» RECORD EXTRACTS:
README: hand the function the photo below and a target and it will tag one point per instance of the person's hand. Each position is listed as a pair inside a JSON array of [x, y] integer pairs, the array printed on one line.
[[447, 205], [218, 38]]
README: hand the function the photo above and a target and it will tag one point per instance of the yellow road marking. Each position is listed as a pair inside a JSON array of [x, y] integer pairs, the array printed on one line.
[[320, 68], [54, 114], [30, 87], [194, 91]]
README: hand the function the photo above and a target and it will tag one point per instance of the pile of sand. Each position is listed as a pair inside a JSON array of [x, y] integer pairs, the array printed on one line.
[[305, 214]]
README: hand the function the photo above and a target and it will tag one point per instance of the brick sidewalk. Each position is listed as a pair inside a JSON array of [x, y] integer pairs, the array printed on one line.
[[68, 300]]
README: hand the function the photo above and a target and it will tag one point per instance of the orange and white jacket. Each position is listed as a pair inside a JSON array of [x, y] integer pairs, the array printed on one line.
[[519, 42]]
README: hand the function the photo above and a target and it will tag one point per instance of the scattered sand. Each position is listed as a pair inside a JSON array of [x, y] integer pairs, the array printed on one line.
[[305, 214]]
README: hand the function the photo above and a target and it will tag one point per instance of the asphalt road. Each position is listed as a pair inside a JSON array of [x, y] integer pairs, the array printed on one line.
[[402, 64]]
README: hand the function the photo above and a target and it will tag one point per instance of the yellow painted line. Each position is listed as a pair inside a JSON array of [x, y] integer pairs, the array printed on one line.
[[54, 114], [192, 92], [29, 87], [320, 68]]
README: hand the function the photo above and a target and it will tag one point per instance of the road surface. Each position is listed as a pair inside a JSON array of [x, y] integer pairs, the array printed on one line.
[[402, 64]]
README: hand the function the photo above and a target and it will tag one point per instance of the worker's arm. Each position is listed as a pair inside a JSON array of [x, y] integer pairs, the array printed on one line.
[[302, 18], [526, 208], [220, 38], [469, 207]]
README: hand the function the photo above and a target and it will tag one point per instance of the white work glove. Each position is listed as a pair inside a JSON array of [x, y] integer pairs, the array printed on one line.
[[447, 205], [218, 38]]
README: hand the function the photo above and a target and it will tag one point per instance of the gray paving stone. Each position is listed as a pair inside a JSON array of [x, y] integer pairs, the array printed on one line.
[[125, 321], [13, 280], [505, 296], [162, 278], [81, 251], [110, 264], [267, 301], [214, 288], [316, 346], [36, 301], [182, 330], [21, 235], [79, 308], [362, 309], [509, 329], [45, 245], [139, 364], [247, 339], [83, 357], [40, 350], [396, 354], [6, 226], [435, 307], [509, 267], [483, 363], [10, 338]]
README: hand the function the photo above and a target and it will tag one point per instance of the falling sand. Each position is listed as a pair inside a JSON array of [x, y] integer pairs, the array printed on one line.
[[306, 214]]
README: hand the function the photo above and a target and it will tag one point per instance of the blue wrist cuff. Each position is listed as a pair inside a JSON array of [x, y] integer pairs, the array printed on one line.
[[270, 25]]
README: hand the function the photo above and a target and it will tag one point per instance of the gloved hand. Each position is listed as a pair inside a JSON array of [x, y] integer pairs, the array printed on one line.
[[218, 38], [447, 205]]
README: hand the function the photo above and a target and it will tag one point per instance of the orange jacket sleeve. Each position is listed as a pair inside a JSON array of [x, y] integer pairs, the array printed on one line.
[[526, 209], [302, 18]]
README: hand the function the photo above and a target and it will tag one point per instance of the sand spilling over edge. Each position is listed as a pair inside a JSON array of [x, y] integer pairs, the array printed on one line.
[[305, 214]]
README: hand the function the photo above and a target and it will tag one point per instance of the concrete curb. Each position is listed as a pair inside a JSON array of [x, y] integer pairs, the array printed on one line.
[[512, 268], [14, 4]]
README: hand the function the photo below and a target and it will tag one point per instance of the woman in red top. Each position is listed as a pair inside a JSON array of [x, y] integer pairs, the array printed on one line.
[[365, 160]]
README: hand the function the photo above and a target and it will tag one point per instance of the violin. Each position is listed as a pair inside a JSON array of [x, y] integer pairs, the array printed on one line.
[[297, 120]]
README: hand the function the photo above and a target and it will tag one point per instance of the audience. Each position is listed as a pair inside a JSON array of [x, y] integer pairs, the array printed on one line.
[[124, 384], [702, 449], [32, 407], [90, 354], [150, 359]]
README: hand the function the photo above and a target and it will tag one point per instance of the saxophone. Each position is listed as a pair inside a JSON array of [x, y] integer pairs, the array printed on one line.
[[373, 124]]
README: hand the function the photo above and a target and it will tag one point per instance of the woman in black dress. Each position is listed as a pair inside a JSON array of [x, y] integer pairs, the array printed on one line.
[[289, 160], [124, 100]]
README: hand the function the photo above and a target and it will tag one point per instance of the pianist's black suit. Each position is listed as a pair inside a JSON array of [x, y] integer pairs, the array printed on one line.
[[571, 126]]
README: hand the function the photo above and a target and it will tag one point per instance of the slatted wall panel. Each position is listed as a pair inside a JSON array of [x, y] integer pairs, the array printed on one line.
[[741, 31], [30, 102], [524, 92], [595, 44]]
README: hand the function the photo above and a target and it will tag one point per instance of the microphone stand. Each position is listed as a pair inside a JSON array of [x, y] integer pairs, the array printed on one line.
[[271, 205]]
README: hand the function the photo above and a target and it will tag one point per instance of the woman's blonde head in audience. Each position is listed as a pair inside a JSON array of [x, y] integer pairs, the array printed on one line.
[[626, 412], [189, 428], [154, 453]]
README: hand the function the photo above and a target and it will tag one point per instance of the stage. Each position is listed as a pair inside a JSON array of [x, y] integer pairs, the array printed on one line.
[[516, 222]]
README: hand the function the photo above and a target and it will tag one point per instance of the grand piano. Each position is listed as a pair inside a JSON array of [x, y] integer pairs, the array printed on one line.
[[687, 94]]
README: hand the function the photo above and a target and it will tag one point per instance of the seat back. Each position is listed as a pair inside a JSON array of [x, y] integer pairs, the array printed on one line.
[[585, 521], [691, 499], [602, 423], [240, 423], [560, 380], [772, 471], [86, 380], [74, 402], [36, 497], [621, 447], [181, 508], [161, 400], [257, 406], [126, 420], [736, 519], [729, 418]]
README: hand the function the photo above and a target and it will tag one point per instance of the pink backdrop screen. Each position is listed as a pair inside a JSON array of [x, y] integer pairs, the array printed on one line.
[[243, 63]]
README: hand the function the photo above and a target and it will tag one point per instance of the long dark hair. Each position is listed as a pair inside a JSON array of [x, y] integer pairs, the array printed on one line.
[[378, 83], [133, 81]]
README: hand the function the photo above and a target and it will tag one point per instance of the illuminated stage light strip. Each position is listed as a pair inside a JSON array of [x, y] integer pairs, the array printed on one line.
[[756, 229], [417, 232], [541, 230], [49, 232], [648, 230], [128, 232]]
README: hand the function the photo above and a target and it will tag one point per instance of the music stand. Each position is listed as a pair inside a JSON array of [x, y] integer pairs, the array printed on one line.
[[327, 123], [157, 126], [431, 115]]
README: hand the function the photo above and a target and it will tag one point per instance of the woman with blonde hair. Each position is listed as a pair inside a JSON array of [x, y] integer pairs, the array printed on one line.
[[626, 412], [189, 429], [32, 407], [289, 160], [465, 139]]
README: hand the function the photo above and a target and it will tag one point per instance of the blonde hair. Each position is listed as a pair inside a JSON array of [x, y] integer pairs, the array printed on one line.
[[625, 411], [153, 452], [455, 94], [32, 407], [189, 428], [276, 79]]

» EXERCISE INSTRUCTIONS:
The full listing above should be repeated without omission.

» YOUR SOLUTION:
README: hand the function the photo below and a target and it will tag one point per instance of the person's hand. Each position is listed as a pair inside a JSON array of [x, y] integer pairs, the array printed on one line.
[[447, 205], [218, 38]]
README: hand the function the photo above and a target and it will tag one point per instance of the yellow road marking. Each position is listed as a pair inside a JSON array of [x, y] integer pairs, the array printed on one line.
[[320, 68], [54, 114], [30, 87], [194, 91]]
README: hand the function the photo above and a target and it will tag one point per instance of the pile of sand. Each position is listed as a pair inside a JSON array of [x, y] integer pairs, the array printed on one line.
[[305, 214]]
README: hand the function the photo above and a target and it will tag one point per instance of the brick sidewalk. Each position is listed as a pair inside a JSON array of [x, y] integer pairs, the array printed on one line.
[[68, 300]]
README: hand the function the photo above and a target and it will tag one point per instance of the orange and white jacket. Each position is listed as a pair inside a JSON array of [x, y] integer pairs, the array printed on one line.
[[519, 42]]
README: hand the function the photo above and a target and it will tag one point per instance of the scattered sand. Each position is listed as a pair inside a JSON array of [x, y] integer pairs, the array printed on one line.
[[305, 214]]
README: hand the function the photo above and a target and it will tag one point per instance of the asphalt road. Each position is listed as a pair inside a JSON array of [x, y] integer pairs, the array printed on one line.
[[402, 64]]
README: hand the function the photo above and a target and it will tag one point per instance of the yellow painted line. Each position is listed as a pair inside a JSON array of [x, y] integer pairs, the array printed on one line.
[[54, 114], [192, 92], [29, 87], [320, 68]]
README: hand the function the photo above and a target and it will tag one point per instance of the road surface. Each position is listed as a pair inside a JSON array of [x, y] integer pairs, the array printed on one line.
[[402, 64]]
README: hand the function the photo above and a target and it will tag one point per instance of the worker's arm. Each position is listed as a pair inside a JSON array of [x, y] integer pairs, the array printed on one line.
[[302, 18], [526, 208], [220, 38], [469, 207]]
README: hand the function the photo above and a target and it will tag one point per instance of the white work glove. Each position is listed as a pair inside a JSON array of [x, y] integer pairs, the array printed on one line.
[[447, 205], [218, 38]]
README: hand the function the photo above and a target and it will tag one point per instance of the gray paving stone. Each position is listed as a pair inside a JSON array of [x, y] integer pairs, the array printed on one line.
[[125, 321], [13, 280], [505, 296], [162, 278], [81, 251], [110, 264], [267, 301], [214, 288], [316, 346], [36, 301], [182, 330], [21, 235], [79, 308], [362, 309], [509, 329], [45, 245], [139, 364], [247, 339], [83, 357], [40, 350], [396, 354], [6, 226], [435, 307], [509, 267], [483, 363], [10, 338]]
README: hand the function the photo above and a target and it will tag one point per instance of the falling sand. Each position is listed as a pair inside a JSON array of [x, y] integer pairs, the array printed on one line.
[[306, 214]]
README: hand the function the photo above and a target and it will tag one point per instance of the blue wrist cuff. Each position is listed as a pair inside a JSON array of [x, y] integer pairs, the array printed on one line.
[[270, 25]]
README: hand the function the photo above and a target and it will tag one point per instance of the gloved hand. Each position is listed as a pair inside a JSON array of [x, y] integer pairs, the array printed on one line.
[[218, 38], [447, 205]]
README: hand the function the photo above and a target and it will tag one point per instance of the orange jacket sleeve. Each position is listed as a pair inside a JSON array of [x, y] integer pairs, the array printed on one line.
[[526, 209], [302, 18]]
README: hand the function the photo above and a target and it will tag one point per instance of the sand spilling over edge. Each position is listed as a pair inside a JSON array of [x, y] integer pairs, the array printed on one line.
[[305, 214]]
README: hand the function the photo above and a target and it will tag one point per instance of the concrete curb. Each position is listed as a pair inside a JSON array of [x, y] integer pairs, the array printed on one line.
[[512, 268], [14, 4]]
README: hand the function the photo below and a target and it will tag one point per instance of the woman in red top. Each position is listed as a pair inside a JSON array of [x, y] integer pairs, the array printed on one line.
[[365, 160]]
README: hand the function the photo above and a target and it will tag one point per instance of the violin. Each position is listed as a pair inside a JSON array of [x, y] integer pairs, the array printed on one line.
[[297, 120]]
README: hand the function the photo above and a target and it will tag one point per instance of the audience. Each position is listed as a pair inside a JSON array of [x, y] integer pairs, the array printed on one line.
[[124, 384], [702, 449], [32, 407], [90, 354], [150, 359]]
README: hand the function the photo above and a target and it will tag one point per instance of the saxophone. Each position is listed as a pair inside a JSON array of [x, y] integer pairs, the array printed on one line.
[[373, 124]]
README: hand the function the photo above and a target and it will tag one point per instance of the woman in black dress. Each position is listed as a pair inside a JSON array of [x, y] integer pairs, the array printed on one line.
[[289, 160], [124, 100]]
README: hand the function the photo above and a target and it will tag one point per instance of the pianist's black suit. Each position is listed as a pair inside a JSON array of [x, y] integer pairs, the array printed on one line.
[[571, 126]]
README: hand the function the photo above and a target and it will tag one point per instance of the slatted wall panel. Each position is listed as a pair inside a JSON array of [x, y] integer pairs, the array printed on one line.
[[741, 31], [30, 102], [524, 92], [595, 44]]
README: hand the function the photo above and a target and it will tag one point per instance of the microphone stand. Each position is listed as a pair inside a JSON array of [x, y] integer pairs, the array printed on one line.
[[271, 205]]
README: hand the function the photo above and a target and it will tag one point per instance of the woman's blonde head in audience. Each position is listed as a pair inside a JSON array of [x, y] integer pairs, the array printed on one line.
[[626, 412], [189, 428], [154, 453]]
README: hand the function the photo above and a target and it will tag one point per instance of the stage. Each position is listed as a pair inside a JSON array of [x, y] integer pairs, the array printed on one line.
[[516, 222]]
README: hand the function the photo above and a target and it will tag one point per instance of the grand piano. Each position is listed as a pair inside a JSON array of [x, y] integer pairs, the array printed on one line.
[[687, 94]]
README: hand the function the photo above and a target and it will tag one point per instance of the seat back. Each position is listed as a pair inside a JSON array of [x, y] integer pairs, the array printed on one line.
[[585, 521], [691, 499], [602, 423], [240, 423], [560, 380], [772, 471], [86, 380], [74, 402], [36, 497], [621, 447], [181, 508], [161, 400], [257, 406], [126, 420], [736, 519], [729, 418]]
README: hand the function the photo above and a target and it will tag one point per instance of the pink backdrop screen. Each position is listed as a pair inside a JSON array of [x, y] integer pairs, the array printed on one line.
[[243, 63]]
README: hand the function the photo above and a target and it will tag one point per instance of the long dark hair. Each position is listed as a pair inside a JSON array of [x, y] integer pairs, the array printed on one line.
[[378, 83], [133, 81]]
README: hand the function the photo above and a target and it will tag one point per instance of the illuminated stage light strip. Each position is listed as a pair inside a JSON array of [x, y] integer pairs, the array printed on one line.
[[756, 229], [417, 232], [541, 230], [49, 232], [648, 230], [128, 232]]
README: hand the function the photo above and a target and it will tag one point per instance of the music stand. Each position is listed as a pair inside a JSON array of [x, y] integer pairs, the array printed on one line.
[[327, 123], [157, 126], [431, 115]]
README: hand the function the photo above and a target and it will tag one point per instance of the woman with blonde hair. Each position is listed as a pair inside a JSON array of [x, y] integer pairs, the array printed on one line.
[[626, 412], [189, 429], [32, 407], [289, 160], [465, 139]]
README: hand the function the photo above and a target and it will tag one point per instance of the blonde hair. Each position is listed as a pair inside a JSON array of [x, y] integer pairs, the array printed on one line.
[[625, 411], [153, 452], [455, 94], [32, 407], [189, 428], [276, 79]]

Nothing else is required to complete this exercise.